### Source text

Lectures

5th December 2012: Funerals of Tudors and Stuarts

Wye

Dr Reuther began his fascinating talk with a reference to the recent likely discovery of the body of Richard III; an arrow in his ribcage and his head cleft in two as would fit accounts of his death. It may have been a small comfort in Tudor and Stuart times to know that your monarch was at least as likely as you to suffer a lingering illness or die a grisly death. Dr Reuther's superbly Horrible History account of the period made this fact clear and with no detail spared. Execution could deal another blow to a poor monarch, and often not well aimed. The wretched Duke of Monmouth, bastard son of Charles II, defeated against James II at Sedgemoor, was captured and beheaded. To be exact, said Dr Reuther, the executioner finished the job with a penknife after 17 failed attempts with the axe to remove his head. The executioner's first blow to the neck of Mary Queen of Scots hit the knot in her blindfold and took a lump out of the back of her neck. Even the third blow only went half way through, although happily she was dead by then.

Mary's cousin Elizabeth I died in her bed, but took much persuading to take to it, refusing food and remaining standing until she fell. The poisonous mix of arsenic and antimony applied to her face after she caught smallpox in early middle age accounts for its whitened appearance. Elizabeth was buried with Mary I at Westminster Abbey, united in death with the sister who ruled before her and whose lifetime ill health was cruelly tragic for a woman who longed to have children. Most likely she suffered from prolactinoma, a disease of the pituitary gland that would account for the false pregnancies in which she stopped menstruating, swelled, and lactated.

The father of Elizabeth and Mary, Henry VIII, was a notorious medical case. Leaving aside possible syphilis, and the then endemic malaria he had all his life, his ulcerated legs stank unbearably, and at the end he probably died of the toxic shock when they burst.

### Exercise goal
Do these statements agree with the lecture summary? Answer yes or no for each and quote the words that decide it. (a) The Duke of Monmouth's executioner used a penknife to finish the beheading. (b) Elizabeth I was buried with Mary Queen of Scots. (c) Henry VIII had malaria throughout his life. Work only from the lecture summary.

### Provided data
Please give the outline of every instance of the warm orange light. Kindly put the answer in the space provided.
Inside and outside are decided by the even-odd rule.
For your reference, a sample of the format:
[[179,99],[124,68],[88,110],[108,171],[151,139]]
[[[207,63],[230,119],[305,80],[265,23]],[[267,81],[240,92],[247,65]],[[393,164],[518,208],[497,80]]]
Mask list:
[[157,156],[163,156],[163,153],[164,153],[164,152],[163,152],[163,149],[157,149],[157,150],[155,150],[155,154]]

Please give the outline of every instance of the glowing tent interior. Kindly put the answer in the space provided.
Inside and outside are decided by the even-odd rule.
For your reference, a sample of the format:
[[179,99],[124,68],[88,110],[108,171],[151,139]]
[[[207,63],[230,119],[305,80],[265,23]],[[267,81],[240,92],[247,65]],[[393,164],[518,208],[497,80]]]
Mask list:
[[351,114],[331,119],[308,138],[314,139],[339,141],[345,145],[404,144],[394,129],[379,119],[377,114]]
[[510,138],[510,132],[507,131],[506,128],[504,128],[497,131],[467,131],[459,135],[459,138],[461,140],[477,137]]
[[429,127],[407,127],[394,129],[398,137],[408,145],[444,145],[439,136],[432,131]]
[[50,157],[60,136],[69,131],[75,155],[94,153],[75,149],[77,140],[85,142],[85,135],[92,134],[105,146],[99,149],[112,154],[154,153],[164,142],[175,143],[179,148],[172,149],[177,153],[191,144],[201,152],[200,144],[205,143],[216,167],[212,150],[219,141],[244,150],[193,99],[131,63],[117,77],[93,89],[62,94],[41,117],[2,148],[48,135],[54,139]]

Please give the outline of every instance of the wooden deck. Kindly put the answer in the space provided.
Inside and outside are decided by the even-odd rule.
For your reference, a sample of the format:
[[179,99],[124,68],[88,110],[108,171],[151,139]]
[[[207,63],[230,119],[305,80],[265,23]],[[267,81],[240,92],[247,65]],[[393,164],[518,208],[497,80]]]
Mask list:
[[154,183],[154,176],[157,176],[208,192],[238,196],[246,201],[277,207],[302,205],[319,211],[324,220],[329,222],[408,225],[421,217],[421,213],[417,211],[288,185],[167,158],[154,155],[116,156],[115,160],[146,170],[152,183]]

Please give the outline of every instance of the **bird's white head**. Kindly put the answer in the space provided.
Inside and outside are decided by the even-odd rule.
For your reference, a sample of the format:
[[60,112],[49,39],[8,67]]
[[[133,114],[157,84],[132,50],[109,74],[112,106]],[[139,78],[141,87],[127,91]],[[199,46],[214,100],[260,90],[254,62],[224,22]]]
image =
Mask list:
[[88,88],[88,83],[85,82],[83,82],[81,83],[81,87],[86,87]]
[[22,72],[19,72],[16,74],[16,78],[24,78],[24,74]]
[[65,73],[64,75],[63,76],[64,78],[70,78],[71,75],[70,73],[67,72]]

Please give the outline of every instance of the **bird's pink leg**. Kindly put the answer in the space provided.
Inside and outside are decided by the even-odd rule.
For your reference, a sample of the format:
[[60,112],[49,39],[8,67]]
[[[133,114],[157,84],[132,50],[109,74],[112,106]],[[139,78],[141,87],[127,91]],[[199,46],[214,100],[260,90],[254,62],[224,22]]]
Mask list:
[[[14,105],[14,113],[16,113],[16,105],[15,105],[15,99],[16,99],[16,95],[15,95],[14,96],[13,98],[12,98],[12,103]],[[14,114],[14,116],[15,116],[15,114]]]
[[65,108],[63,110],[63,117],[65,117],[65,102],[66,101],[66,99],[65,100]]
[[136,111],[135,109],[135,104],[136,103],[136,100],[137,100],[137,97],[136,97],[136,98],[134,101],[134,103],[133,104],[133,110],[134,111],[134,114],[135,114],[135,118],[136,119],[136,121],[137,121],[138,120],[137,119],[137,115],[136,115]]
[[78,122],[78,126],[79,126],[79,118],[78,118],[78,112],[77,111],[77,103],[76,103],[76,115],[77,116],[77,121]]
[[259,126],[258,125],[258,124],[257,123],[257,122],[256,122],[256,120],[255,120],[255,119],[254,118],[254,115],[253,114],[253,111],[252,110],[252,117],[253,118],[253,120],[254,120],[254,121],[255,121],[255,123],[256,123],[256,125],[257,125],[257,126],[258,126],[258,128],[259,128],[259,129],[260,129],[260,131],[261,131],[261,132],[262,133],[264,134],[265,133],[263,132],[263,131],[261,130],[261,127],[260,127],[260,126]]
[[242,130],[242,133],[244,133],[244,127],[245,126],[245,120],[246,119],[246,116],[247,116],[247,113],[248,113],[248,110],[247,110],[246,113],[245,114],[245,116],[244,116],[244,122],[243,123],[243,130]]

### Result
(a) Yes: "the executioner finished the job with a penknife after 17 failed attempts with the axe to remove his head."
(b) No: "Elizabeth was buried with Mary I at Westminster Abbey."
(c) Yes: "the then endemic malaria he had all his life."